SELECTED EXTRACT:
TPU, The Devil's spawn of filament. Calibration woes

This filament is even worse than silk and that’s saying a lot. No level of calibration seems to be effective. But I have a project that requires a special shaped gasket be printed and so far, I’ve had very mixed results, way too much stringiness.

Anyone had success and how did you do it? I tried, temp tower, retraction, pressure advance, it still comes out looking like a stringy mess. I was able to get some acceptable but not perfect results using 50% speed and cutting the max flow rate from 3.5 to 3 but I’m hoping there has got to be a better way. The principle problem is stringing and layer adhesion.

Thanks in advance for your help.

I use a 0.6 nozzle to print with TPU and have very successful prints.

It clogs every time in a 0.4 nozzle for me.

May need to dry the filament, as it tends to string more when it’s not dry. I’d also suggest enabling “Avoid crossing walls” which will help reduce the visible stringing. I typically print at the higher end of the temperature recommendations of my TPU filament which makes for for strong layer adhesion, but does produce more stringing for me. I’ve never been able to fully get rid of all stringing with TPU though.

GIVEN TASK A:
Say whether each statement agrees with the post about TPU filament, answering yes or no and quoting the words that decide it: (i) the poster got acceptable results by printing at 50% speed; (ii) one reply says TPU prints without trouble in a 0.4 nozzle; (iii) the last reply says drying the filament removes all stringing.
The text and the records come from separate sources.

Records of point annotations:
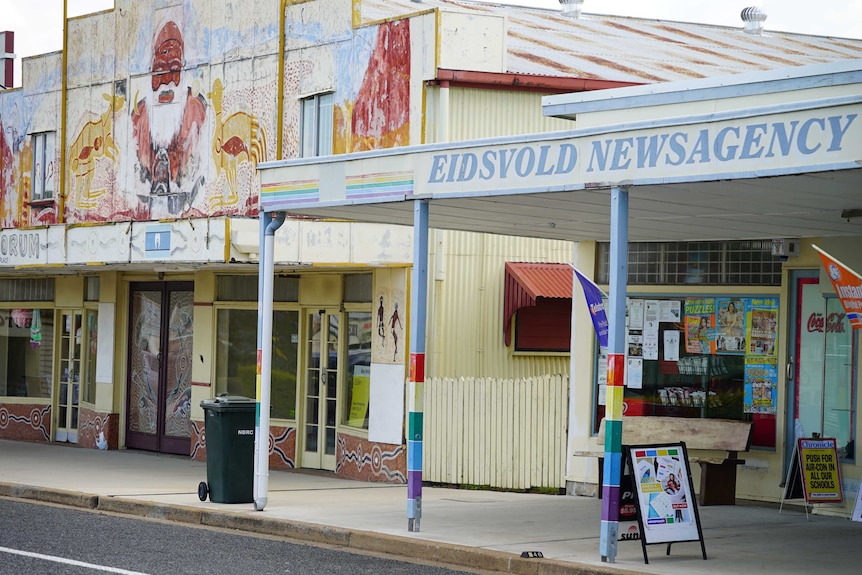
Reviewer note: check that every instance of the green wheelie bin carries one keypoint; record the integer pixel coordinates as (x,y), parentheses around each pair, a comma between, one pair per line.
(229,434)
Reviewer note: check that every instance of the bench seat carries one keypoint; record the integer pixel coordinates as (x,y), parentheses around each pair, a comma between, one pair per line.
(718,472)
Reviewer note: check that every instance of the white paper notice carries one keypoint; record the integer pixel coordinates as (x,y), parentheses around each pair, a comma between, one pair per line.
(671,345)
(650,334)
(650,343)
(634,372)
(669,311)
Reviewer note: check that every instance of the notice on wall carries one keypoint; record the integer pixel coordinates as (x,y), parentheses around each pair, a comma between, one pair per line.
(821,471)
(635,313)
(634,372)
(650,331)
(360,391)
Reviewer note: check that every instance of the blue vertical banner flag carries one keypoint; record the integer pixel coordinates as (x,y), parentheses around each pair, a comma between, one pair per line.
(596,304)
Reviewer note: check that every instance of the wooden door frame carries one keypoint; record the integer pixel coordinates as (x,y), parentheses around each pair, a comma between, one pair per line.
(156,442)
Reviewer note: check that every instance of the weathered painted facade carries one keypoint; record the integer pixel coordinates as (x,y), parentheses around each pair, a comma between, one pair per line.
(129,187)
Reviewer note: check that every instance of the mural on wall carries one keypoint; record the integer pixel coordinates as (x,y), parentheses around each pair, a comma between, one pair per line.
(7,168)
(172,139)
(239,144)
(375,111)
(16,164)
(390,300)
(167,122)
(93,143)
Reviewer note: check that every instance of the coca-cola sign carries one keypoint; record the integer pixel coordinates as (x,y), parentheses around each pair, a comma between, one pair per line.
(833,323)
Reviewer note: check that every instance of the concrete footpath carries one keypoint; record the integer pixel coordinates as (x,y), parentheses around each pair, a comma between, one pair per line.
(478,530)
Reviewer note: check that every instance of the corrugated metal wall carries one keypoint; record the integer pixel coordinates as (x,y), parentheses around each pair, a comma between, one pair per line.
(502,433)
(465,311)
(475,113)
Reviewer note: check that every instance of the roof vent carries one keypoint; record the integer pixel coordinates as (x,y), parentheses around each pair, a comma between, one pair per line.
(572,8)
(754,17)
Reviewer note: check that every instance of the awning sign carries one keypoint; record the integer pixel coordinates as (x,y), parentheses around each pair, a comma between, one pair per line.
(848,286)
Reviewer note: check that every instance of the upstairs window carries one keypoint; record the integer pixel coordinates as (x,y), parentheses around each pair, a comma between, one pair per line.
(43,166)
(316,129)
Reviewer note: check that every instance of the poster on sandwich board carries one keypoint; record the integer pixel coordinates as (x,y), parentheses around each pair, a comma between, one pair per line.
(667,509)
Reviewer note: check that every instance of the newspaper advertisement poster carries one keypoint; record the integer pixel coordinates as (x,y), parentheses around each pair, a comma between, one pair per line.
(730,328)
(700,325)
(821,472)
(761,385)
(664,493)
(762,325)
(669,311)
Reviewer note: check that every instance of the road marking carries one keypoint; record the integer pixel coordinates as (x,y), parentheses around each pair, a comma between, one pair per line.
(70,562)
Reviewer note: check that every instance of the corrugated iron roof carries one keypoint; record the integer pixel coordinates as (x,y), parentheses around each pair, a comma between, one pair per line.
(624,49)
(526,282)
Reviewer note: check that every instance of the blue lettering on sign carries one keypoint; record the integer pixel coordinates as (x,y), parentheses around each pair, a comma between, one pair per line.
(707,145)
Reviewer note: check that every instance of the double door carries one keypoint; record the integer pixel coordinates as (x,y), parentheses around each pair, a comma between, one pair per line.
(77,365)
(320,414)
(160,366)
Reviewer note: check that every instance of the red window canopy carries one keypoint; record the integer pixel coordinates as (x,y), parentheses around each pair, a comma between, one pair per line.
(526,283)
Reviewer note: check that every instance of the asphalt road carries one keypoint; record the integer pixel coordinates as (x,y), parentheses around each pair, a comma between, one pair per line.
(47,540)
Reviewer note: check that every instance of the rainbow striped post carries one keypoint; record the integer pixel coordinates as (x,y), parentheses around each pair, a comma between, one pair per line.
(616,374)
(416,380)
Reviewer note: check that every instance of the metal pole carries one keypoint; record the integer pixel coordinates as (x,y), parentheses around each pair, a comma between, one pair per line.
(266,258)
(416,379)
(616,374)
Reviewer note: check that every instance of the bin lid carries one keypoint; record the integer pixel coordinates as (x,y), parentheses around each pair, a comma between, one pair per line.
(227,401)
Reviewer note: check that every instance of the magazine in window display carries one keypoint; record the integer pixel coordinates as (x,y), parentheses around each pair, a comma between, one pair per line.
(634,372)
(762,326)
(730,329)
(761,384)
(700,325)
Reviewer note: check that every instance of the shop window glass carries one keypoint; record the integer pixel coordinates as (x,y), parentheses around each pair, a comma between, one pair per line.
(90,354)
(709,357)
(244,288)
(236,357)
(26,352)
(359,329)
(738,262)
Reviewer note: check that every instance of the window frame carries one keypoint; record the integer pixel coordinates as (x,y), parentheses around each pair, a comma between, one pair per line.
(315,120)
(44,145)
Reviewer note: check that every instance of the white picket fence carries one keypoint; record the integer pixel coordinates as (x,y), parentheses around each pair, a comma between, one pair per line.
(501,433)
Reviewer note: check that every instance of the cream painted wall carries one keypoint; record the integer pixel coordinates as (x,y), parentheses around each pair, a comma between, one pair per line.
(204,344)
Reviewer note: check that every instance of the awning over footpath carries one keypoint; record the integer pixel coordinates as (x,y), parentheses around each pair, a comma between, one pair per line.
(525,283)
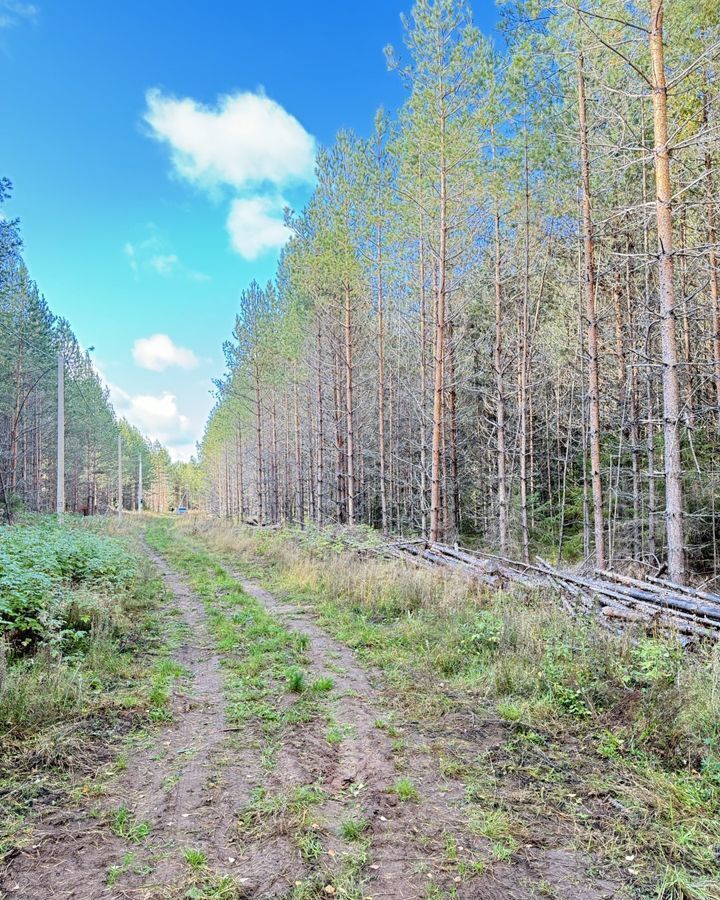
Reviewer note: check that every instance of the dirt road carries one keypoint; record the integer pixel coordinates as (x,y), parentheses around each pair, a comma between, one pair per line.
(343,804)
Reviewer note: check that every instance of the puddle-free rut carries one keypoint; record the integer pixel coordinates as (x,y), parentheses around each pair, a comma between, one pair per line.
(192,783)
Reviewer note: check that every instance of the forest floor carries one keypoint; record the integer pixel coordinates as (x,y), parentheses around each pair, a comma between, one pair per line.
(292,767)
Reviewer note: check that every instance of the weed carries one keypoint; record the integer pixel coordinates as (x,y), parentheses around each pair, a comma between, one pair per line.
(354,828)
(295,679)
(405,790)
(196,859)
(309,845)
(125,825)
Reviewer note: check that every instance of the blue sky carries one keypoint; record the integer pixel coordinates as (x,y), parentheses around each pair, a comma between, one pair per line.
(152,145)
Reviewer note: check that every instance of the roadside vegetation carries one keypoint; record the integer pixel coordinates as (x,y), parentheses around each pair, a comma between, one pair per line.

GIVEN TASK B:
In the records, from the line with "Reviewer note: check that every instance of the cream" up to and including the last line, substitute "marker" for "keypoint" and change nothing else. Write out only those lines, leaving the pictures out.

FINAL RESULT A:
(i) Yes: "I was able to get some acceptable but not perfect results using 50% speed and cutting the max flow rate from 3.5 to 3"
(ii) No: "It clogs every time in a 0.4 nozzle for me."
(iii) No: "I’ve never been able to fully get rid of all stringing with TPU though."

FINAL RESULT B:
Reviewer note: check that every instance of the cream painted wall carries one marker; record the integer pixel coordinates as (x,y), parentheses around each pair, a comma between, one pair per line.
(204,344)
Reviewer note: check that every instance of the awning over footpath carries one marker; record the integer pixel coordinates as (x,y), parentheses around each pair, a comma between, one pair per line.
(525,283)
Reviewer note: check that every instance of the dirt road carries one marker; record the integer pixel coordinates as (x,y), parentheses around each pair, a comma between, one pair per line.
(343,804)
Reviewer note: check that every instance of the puddle-free rut carries one marker; record the integer pixel coordinates as (x,y), parentheses around each pair, a comma between, one pair per line.
(192,783)
Reviewer note: check that every instance of the forest floor carries one marker; record the integer pixel coordinates as (x,y), parentheses around each pair, a comma between, one pair per line.
(292,767)
Reviewer note: check that every instance of the weed carries one marker; record the integer pixel coordinates as (x,y), parentheses around each pair, a comma between, one pair per line.
(354,828)
(295,679)
(405,790)
(196,859)
(309,845)
(125,825)
Reviewer note: check that every instance of the blue sky carries one marker; record the integer pixel coordinates as (x,y), parentheses around each pair, a comma between, one pair per line.
(152,145)
Reviewer note: check that every instance of the roadside vegetation carries one marker; record the integer pixel coordinates as (x,y), parentheses around each pair, a comma between, one pair per line.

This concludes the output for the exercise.